▸ YOUR GOAL: When you repeat the listing, keep every character as it is.

▸ DATA PROVIDED:
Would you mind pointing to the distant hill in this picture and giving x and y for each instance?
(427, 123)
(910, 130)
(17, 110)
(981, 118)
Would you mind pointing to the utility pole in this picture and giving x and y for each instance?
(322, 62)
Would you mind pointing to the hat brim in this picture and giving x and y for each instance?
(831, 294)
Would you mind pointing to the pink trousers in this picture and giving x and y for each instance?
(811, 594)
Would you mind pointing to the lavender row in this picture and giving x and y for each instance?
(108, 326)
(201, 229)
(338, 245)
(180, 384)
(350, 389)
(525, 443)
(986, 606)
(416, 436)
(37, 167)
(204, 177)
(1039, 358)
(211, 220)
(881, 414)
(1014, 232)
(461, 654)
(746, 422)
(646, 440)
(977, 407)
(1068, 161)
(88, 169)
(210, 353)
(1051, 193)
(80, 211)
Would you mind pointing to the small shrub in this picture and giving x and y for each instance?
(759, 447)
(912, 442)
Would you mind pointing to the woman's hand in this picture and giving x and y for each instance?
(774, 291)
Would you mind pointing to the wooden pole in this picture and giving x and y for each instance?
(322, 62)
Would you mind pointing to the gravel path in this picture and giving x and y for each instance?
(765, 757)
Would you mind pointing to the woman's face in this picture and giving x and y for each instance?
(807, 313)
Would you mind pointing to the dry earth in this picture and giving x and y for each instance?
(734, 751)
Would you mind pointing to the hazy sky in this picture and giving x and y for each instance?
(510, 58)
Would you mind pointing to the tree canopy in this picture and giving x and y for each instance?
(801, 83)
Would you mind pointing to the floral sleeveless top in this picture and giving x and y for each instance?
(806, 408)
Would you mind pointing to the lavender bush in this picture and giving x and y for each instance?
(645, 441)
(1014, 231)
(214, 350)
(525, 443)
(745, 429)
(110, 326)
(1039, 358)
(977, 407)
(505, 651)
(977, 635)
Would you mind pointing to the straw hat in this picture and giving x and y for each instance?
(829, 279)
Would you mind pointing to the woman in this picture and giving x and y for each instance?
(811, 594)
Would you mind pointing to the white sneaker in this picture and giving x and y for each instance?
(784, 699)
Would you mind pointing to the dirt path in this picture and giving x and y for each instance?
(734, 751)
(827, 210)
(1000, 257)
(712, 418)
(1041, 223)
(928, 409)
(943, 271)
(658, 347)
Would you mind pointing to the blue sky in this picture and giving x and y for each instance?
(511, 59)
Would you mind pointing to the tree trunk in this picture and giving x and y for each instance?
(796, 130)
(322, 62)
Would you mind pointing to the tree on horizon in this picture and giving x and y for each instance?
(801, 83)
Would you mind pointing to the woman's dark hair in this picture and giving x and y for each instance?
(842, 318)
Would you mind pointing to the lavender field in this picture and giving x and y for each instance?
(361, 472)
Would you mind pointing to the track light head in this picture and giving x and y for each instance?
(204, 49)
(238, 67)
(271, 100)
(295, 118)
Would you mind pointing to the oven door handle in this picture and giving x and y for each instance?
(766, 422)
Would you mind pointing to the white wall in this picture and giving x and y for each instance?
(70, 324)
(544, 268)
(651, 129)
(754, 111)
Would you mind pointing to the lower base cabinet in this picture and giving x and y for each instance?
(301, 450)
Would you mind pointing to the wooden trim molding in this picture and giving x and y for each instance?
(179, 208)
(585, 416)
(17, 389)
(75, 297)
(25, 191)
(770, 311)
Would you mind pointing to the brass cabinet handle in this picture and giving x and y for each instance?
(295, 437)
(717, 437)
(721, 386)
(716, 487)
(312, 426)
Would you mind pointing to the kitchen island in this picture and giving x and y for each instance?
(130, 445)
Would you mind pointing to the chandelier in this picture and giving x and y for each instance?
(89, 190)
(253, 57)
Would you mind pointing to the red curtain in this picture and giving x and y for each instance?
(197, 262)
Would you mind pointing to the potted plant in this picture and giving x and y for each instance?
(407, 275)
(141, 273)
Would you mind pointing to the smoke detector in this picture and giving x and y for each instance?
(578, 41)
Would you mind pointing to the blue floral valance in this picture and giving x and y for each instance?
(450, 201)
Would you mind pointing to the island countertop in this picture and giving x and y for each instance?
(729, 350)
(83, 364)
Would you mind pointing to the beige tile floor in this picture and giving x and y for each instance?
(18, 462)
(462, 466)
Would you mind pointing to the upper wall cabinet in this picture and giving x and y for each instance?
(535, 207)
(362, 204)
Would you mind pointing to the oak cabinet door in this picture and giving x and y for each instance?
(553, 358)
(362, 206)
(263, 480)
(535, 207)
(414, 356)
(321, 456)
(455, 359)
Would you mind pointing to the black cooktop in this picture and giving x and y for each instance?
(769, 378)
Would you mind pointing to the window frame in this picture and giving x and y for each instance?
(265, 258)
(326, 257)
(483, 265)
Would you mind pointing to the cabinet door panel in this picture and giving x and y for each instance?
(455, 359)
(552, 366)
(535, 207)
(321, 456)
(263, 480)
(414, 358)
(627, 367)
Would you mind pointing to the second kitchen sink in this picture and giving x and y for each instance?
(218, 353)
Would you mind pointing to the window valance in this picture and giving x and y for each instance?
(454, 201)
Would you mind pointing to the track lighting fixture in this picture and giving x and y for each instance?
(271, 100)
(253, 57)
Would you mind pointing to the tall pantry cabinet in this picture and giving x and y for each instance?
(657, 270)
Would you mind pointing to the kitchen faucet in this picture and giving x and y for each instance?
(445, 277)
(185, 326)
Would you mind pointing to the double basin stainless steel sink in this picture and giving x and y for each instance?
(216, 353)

▸ ANSWER BELOW:
Would you mind pointing to the distant hill in this picture and giving x and y for each instance?
(427, 123)
(910, 130)
(17, 110)
(981, 118)
Would you mind pointing to the utility pole in this picture and giving x and y for each instance?
(322, 62)
Would you mind pointing to the hat brim in this picture and giving x and y for each instance?
(831, 294)
Would you mind pointing to the pink trousers in this picture and giving x and y for each instance?
(811, 594)
Would you mind pointing to the lavender row in this picture and giving x and y for each instance?
(108, 326)
(201, 229)
(338, 245)
(180, 384)
(350, 389)
(525, 443)
(986, 606)
(416, 436)
(37, 167)
(204, 177)
(1039, 358)
(211, 220)
(881, 414)
(1014, 232)
(461, 654)
(746, 422)
(646, 440)
(977, 407)
(1068, 161)
(88, 169)
(210, 353)
(1051, 193)
(80, 211)
Would you mind pointing to the small shrub in this picture and giving x and y for each instance?
(759, 447)
(912, 442)
Would you mind pointing to the woman's hand in this picture and giving x and y for each instance?
(774, 291)
Would you mind pointing to the wooden pole in this picture and giving x and y for each instance?
(322, 62)
Would you mind pointing to the gravel path in this picture and giving x and y for each instance?
(765, 757)
Would you mind pointing to the woman's face in this picture and giving x and y for each instance?
(807, 313)
Would you mind pointing to the dry earth in this picture and giving x and y for each instance?
(734, 751)
Would you mind pointing to the hazy sky in this picture and giving x and y for each instance?
(510, 58)
Would you mind pointing to the tree canopy in this picture and giving x and y for each instance?
(801, 83)
Would you mind pointing to the floral sleeveless top in this picture and giving x and y for each instance?
(806, 408)
Would you mind pointing to the lavender bush in this picture and giving x and y for each instance?
(645, 441)
(1014, 231)
(214, 350)
(525, 443)
(745, 429)
(110, 326)
(1039, 358)
(977, 407)
(505, 651)
(977, 635)
Would you mind pointing to the straw hat in this picture and giving x and y for each instance?
(829, 279)
Would you mind pointing to the woman in this picture and giving x and y for each instance?
(811, 594)
Would you mind pointing to the white sneaker in this picture and giving x and y for each instance?
(784, 699)
Would you mind pointing to the dirt path in this picture and giving x and y for each instance?
(734, 751)
(827, 210)
(1000, 257)
(712, 418)
(1041, 223)
(928, 409)
(943, 271)
(658, 347)
Would you mind pointing to the blue sky in this picture and giving x and y for each instance?
(511, 59)
Would you mind pointing to the tree trunk in this picture and giving x and y for each instance?
(796, 130)
(322, 62)
Would you mind pointing to the tree on horizon in this picture and giving x and y for each instance?
(801, 83)
Would you mind pointing to the woman's dark hair in this picture and giving x and y for each instance?
(842, 318)
Would you mind pointing to the lavender field in this picture and giving x and y for each instance?
(361, 472)
Would you mind pointing to the track light head in this picture and giving x and y for each instance?
(204, 49)
(238, 67)
(271, 100)
(295, 118)
Would you mind pointing to the oven door handle in this picture and giving x and y for each instance?
(766, 422)
Would you mind pointing to the white wall in this picture and giving x and y for each instance?
(70, 324)
(544, 268)
(651, 129)
(754, 111)
Would you mind pointing to the lower base cabinet in this picture and giving x and y for each instance?
(301, 450)
Would you mind pointing to the wooden trim molding in this picture and giving x and y for each instance?
(179, 208)
(585, 416)
(17, 389)
(75, 297)
(25, 191)
(770, 311)
Would you mind pointing to the brass cabinet handle in this picture and giving x and y for each instance?
(295, 437)
(717, 437)
(721, 386)
(716, 487)
(312, 426)
Would you mind pointing to the kitchen island in this picture and giving x and y for each instance?
(130, 445)
Would you mind pointing to the chandelier in this picture and giving x and y for each instance?
(89, 190)
(253, 57)
Would you mind pointing to the red curtain in this picture and giving x and y for each instance?
(197, 262)
Would you mind pointing to the potted plant in this picture and giving x and y for each instance?
(407, 275)
(141, 273)
Would you mind pointing to the smoke detector in this picture and giving x and y for each instance?
(578, 41)
Would you mind pointing to the blue floral valance in this picture and giving x and y for each instance?
(450, 201)
Would you mind pointing to the island countertop in this picture and giving x and y for each instance?
(729, 350)
(83, 364)
Would you mind pointing to the beige tile floor in this picture and giving x and y for each instance?
(18, 462)
(462, 466)
Would you mind pointing to the upper wall cabinet in this picture and giving x and y for each instance?
(535, 207)
(362, 204)
Would you mind pointing to the oak cabinet door in this picture and giving x and y for each instance?
(553, 358)
(362, 206)
(263, 480)
(535, 207)
(414, 356)
(321, 456)
(455, 359)
Would you mind pointing to the black cooktop in this picture and giving x and y for each instance?
(769, 378)
Would you mind pointing to the window frame in this picture and giving x and y for each instance?
(265, 258)
(326, 257)
(483, 265)
Would you mind pointing to the cabinet door panel in this picture and giving x and y for each instance?
(455, 359)
(552, 366)
(535, 207)
(321, 456)
(263, 480)
(414, 358)
(627, 367)
Would you mind pointing to the second kitchen sink in this picture and giving x and y for each instance?
(218, 353)
Would you mind pointing to the window valance in this picture and giving x and y for each instance?
(454, 201)
Would you mind pointing to the track lighting fixture in this picture and giving x and y for each instance?
(271, 100)
(253, 57)
Would you mind pointing to the tall pantry cabinet in this picture and giving x and y for each instance?
(657, 270)
Would you mind pointing to the kitchen faucet in this picture and giving x and y for each instance?
(445, 277)
(185, 326)
Would you mind pointing to the double basin stainless steel sink in this picture and giving x and y for each instance?
(216, 353)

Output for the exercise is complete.